▶ **WHAT IS EXPECTED**
Reproduce the listing below line for line, changing nothing.

▶ **RECORDS**
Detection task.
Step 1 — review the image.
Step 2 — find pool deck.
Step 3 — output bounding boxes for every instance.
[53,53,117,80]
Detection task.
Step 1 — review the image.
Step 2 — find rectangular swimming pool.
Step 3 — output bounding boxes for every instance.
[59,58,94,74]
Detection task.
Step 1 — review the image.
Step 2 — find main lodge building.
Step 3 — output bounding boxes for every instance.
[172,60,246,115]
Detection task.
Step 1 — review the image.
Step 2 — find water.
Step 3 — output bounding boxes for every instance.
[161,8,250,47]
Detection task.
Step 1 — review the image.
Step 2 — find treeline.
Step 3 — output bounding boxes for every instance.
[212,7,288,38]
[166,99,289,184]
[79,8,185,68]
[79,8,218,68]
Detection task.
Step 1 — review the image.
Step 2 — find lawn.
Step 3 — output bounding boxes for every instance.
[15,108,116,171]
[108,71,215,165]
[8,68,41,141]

▶ **FINAL ANSWER**
Detection task.
Step 1 — review the image.
Step 2 — find pool deck.
Step 3 — output bounding boxes for every instance.
[53,53,117,80]
Detection task.
Step 1 — review the image.
Step 2 — find rectangular swimming pool.
Step 3 — output bounding boxes for every instance.
[59,58,94,74]
Detection task.
Step 1 — review the image.
Step 2 — find main lodge building.
Step 3 — output bounding boxes for every instance.
[172,60,246,115]
Detection task.
Step 1 — review the image.
Step 2 — find water.
Step 3 — output bounding boxes for every instance.
[161,8,250,47]
Detection task.
Step 1 — review the image.
Step 2 — find treeline.
Step 3 — output bounding boxes for every instance.
[212,7,288,38]
[166,99,289,184]
[79,8,185,68]
[79,8,218,68]
Detection task.
Step 1 — review the image.
Step 2 — find lawn.
Step 3 — output bounding boxes for every instance.
[15,108,116,171]
[108,71,215,165]
[8,68,41,141]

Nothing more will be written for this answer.